[Task brief]
For each entry below, output it exactly as it stands.

[Referring expression grounding data]
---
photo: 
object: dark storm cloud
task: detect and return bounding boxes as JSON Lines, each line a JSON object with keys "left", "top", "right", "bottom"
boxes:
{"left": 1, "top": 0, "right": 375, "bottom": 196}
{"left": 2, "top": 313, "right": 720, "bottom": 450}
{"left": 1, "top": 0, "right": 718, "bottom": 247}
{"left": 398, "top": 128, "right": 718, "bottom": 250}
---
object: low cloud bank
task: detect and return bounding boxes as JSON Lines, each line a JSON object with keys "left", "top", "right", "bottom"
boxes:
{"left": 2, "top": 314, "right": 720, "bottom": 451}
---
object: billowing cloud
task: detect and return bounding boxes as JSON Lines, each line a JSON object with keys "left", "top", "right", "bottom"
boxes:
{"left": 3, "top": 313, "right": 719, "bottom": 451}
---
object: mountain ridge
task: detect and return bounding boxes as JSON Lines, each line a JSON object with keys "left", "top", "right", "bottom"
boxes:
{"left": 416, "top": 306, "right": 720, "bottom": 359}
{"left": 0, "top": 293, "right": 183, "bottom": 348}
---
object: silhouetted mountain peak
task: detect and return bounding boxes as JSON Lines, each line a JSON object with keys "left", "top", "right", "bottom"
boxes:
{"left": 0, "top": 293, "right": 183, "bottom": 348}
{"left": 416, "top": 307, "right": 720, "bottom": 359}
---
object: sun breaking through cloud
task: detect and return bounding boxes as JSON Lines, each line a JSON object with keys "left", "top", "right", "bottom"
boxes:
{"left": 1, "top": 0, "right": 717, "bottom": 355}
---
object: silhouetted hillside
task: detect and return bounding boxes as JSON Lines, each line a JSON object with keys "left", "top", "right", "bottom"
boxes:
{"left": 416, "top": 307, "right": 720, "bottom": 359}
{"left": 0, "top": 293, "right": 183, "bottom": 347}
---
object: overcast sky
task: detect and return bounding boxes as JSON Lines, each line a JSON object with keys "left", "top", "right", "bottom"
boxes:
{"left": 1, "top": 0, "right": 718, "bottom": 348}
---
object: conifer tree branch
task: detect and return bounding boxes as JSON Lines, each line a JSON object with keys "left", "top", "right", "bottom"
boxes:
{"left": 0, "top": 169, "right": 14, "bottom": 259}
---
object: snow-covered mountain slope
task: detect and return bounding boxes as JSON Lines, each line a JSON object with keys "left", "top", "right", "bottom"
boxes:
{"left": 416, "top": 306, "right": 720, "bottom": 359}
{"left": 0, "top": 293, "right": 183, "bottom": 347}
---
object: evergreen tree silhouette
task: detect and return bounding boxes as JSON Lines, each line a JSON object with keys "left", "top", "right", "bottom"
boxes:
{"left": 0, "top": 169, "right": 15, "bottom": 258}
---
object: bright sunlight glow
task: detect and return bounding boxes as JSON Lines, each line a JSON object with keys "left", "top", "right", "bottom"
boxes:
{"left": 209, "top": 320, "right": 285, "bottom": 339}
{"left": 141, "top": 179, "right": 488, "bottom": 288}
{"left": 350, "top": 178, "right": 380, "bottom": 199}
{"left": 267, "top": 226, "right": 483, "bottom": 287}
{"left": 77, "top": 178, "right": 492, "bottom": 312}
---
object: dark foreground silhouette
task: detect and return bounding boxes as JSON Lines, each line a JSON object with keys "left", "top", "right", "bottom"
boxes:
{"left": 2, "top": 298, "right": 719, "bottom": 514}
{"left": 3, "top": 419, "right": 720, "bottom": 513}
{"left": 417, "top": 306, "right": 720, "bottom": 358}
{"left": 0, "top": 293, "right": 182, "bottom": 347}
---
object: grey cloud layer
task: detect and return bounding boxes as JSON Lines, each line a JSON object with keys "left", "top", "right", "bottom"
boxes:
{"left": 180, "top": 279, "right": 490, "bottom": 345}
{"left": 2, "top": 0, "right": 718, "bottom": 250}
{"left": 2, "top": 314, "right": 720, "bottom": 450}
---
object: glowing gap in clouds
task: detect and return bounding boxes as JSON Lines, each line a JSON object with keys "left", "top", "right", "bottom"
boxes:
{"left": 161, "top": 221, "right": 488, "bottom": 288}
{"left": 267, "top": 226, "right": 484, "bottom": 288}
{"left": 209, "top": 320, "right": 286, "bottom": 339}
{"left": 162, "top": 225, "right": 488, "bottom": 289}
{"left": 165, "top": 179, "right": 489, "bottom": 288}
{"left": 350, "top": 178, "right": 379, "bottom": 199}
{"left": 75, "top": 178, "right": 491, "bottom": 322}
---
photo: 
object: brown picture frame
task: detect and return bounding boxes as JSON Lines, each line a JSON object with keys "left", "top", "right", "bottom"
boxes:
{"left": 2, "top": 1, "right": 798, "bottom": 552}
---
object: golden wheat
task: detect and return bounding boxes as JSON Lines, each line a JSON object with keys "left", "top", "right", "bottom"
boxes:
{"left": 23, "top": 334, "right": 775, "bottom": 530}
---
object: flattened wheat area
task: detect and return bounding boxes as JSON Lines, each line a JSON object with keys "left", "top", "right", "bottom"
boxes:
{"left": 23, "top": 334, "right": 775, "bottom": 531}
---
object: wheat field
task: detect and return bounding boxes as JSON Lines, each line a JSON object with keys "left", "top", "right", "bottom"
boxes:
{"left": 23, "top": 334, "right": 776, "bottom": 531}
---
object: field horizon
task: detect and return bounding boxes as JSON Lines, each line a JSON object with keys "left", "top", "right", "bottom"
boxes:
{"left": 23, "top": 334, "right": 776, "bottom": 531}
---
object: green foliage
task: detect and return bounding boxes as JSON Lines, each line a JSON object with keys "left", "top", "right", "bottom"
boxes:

[Finished task]
---
photo: 
object: dark storm cloud
task: detect and return bounding boxes as JSON Lines, each line a JSON object with keys "left", "top", "right", "bottom"
boxes:
{"left": 1, "top": 0, "right": 375, "bottom": 196}
{"left": 2, "top": 313, "right": 720, "bottom": 450}
{"left": 1, "top": 0, "right": 718, "bottom": 247}
{"left": 398, "top": 128, "right": 718, "bottom": 250}
---
object: low cloud bank
task: detect and return bounding boxes as JSON Lines, each line a JSON object with keys "left", "top", "right", "bottom"
boxes:
{"left": 2, "top": 314, "right": 720, "bottom": 451}
---
object: billowing cloud
task: detect and return bounding boxes as JSON Lines, each line a JSON object with keys "left", "top", "right", "bottom"
boxes:
{"left": 3, "top": 313, "right": 719, "bottom": 451}
---
object: mountain ridge
task: detect and return bounding boxes as JSON Lines, each line a JSON object with keys "left", "top", "right", "bottom"
boxes:
{"left": 416, "top": 306, "right": 720, "bottom": 359}
{"left": 0, "top": 293, "right": 183, "bottom": 348}
---
object: silhouetted mountain peak
task: detect and return bounding boxes as JSON Lines, each line a JSON object with keys "left", "top", "right", "bottom"
boxes:
{"left": 0, "top": 293, "right": 183, "bottom": 348}
{"left": 416, "top": 307, "right": 720, "bottom": 359}
---
object: sun breaking through cloud
task: detect and return bounding boxes as JSON Lines, each line a JSON object with keys "left", "top", "right", "bottom"
boxes:
{"left": 1, "top": 0, "right": 717, "bottom": 355}
---
object: silhouetted hillside
task: detect and return bounding boxes as JSON Lines, each line a JSON object with keys "left", "top", "right", "bottom"
boxes:
{"left": 416, "top": 307, "right": 720, "bottom": 359}
{"left": 0, "top": 293, "right": 183, "bottom": 347}
---
object: overcast sky
task: detect and return bounding boxes as JSON Lines, each line a JSON object with keys "left", "top", "right", "bottom"
boxes:
{"left": 1, "top": 0, "right": 718, "bottom": 348}
---
object: conifer tree branch
task: detect and return bounding boxes as JSON Lines, each line a JSON object with keys "left", "top", "right", "bottom"
boxes:
{"left": 0, "top": 169, "right": 14, "bottom": 259}
---
object: snow-covered mountain slope
task: detect and return bounding boxes as JSON Lines, each line a JSON object with keys "left", "top", "right", "bottom"
boxes:
{"left": 416, "top": 306, "right": 720, "bottom": 359}
{"left": 0, "top": 293, "right": 183, "bottom": 347}
---
object: evergreen tree silhouette
task: detect and return bounding boxes as JSON Lines, each line a JSON object with keys "left", "top", "right", "bottom"
boxes:
{"left": 0, "top": 169, "right": 15, "bottom": 258}
---
object: bright sunlight glow
task: detect and return bounding boxes as JSON Lines, each line a JSON object with keys "left", "top", "right", "bottom"
boxes:
{"left": 209, "top": 320, "right": 285, "bottom": 339}
{"left": 141, "top": 179, "right": 488, "bottom": 288}
{"left": 350, "top": 178, "right": 380, "bottom": 199}
{"left": 267, "top": 226, "right": 483, "bottom": 287}
{"left": 77, "top": 178, "right": 492, "bottom": 312}
---
object: dark foreground silhouette
task: detect and return bounding boxes as JSON Lines, each line a JSON object with keys "left", "top", "right", "bottom"
boxes:
{"left": 2, "top": 298, "right": 719, "bottom": 514}
{"left": 3, "top": 419, "right": 720, "bottom": 513}
{"left": 417, "top": 306, "right": 720, "bottom": 358}
{"left": 0, "top": 293, "right": 182, "bottom": 347}
---
object: grey cloud layer
task: detect and return bounding boxes as JSON Lines, each line a JSON object with keys "left", "top", "right", "bottom"
boxes:
{"left": 180, "top": 279, "right": 490, "bottom": 345}
{"left": 2, "top": 0, "right": 718, "bottom": 250}
{"left": 2, "top": 314, "right": 720, "bottom": 450}
---
object: glowing gap in clouds
task: detect and return bounding boxes as JSON Lines, each line a JSON object with keys "left", "top", "right", "bottom"
boxes:
{"left": 161, "top": 221, "right": 488, "bottom": 288}
{"left": 267, "top": 226, "right": 484, "bottom": 288}
{"left": 209, "top": 320, "right": 286, "bottom": 339}
{"left": 162, "top": 225, "right": 488, "bottom": 289}
{"left": 165, "top": 179, "right": 489, "bottom": 288}
{"left": 350, "top": 178, "right": 379, "bottom": 199}
{"left": 75, "top": 178, "right": 491, "bottom": 322}
---
photo: 
object: brown picture frame
task: detect and return bounding boxes as JSON Lines, each line a JSON object with keys "left", "top", "right", "bottom"
boxes:
{"left": 2, "top": 1, "right": 798, "bottom": 552}
---
object: golden wheat
task: detect and return bounding boxes as JSON Lines, each line a JSON object with keys "left", "top", "right", "bottom"
boxes:
{"left": 23, "top": 334, "right": 775, "bottom": 530}
---
object: flattened wheat area
task: detect and return bounding boxes as JSON Lines, each line a JSON object with keys "left", "top", "right", "bottom"
boxes:
{"left": 23, "top": 334, "right": 775, "bottom": 531}
---
object: wheat field
task: detect and return bounding boxes as JSON Lines, each line a JSON object with keys "left", "top", "right", "bottom"
boxes:
{"left": 23, "top": 334, "right": 776, "bottom": 531}
---
object: field horizon
task: detect and return bounding boxes as JSON Lines, each line a JSON object with keys "left", "top", "right", "bottom"
boxes:
{"left": 23, "top": 334, "right": 776, "bottom": 531}
---
object: green foliage
task: detect and return bounding boxes as JSON Lines, each line a JSON object with keys "left", "top", "right", "bottom"
boxes:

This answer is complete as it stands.